Problem description ▸
Select every line in the records below that contains the word "tree". Case counts.

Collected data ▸
-- START --
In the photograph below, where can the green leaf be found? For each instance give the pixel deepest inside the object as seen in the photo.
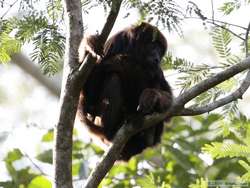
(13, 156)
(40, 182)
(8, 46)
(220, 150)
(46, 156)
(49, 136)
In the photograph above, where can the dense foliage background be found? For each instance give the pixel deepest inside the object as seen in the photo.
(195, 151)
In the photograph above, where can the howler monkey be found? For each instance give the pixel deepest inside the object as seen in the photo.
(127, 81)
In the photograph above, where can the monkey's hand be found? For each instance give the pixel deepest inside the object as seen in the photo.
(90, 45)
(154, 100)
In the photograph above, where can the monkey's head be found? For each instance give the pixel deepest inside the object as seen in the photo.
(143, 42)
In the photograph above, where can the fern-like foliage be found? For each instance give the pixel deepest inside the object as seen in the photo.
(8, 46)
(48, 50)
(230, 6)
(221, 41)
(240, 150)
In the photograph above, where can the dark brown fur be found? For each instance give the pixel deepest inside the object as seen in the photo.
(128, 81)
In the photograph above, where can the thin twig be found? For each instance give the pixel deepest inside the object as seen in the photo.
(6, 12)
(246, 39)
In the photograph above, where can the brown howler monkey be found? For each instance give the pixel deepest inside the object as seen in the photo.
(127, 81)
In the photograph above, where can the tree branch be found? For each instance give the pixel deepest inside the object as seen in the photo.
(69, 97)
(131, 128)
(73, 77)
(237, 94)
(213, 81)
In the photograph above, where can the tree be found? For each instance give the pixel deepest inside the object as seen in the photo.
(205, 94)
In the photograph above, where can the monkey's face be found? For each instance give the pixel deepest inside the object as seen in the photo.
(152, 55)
-- END --
-- START --
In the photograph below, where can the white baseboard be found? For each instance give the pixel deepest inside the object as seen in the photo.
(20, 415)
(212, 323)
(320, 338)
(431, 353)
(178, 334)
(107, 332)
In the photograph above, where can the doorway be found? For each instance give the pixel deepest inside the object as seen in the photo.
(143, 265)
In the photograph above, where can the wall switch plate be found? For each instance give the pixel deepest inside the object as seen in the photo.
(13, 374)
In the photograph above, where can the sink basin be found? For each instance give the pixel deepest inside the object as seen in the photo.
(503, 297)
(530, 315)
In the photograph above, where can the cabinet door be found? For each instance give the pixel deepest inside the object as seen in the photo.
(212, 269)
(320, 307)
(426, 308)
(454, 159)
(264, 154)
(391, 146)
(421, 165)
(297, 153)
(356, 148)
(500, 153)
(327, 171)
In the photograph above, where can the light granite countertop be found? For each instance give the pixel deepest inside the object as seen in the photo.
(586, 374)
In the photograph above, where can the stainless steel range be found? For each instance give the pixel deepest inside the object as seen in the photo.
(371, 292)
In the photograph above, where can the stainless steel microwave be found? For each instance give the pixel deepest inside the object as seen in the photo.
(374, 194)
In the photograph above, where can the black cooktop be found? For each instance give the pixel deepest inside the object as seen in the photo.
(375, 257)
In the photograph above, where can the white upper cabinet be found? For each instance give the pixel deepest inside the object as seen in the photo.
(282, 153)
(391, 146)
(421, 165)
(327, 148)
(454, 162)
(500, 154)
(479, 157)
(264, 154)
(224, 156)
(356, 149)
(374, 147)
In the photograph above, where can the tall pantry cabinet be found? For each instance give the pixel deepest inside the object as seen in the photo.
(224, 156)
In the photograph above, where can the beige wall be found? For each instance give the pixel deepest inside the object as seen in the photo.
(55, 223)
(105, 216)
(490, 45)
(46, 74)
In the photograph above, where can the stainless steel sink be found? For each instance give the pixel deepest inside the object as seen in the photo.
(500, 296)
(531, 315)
-- END --
Solution to this task ▸
In the photograph above, where can the tree branch be found? For each instance give the pixel deepest inside the object as seen in the photo.
In the photograph above, where can the tree be found? For each instance give the pixel deepest inside the object as seen in the photo.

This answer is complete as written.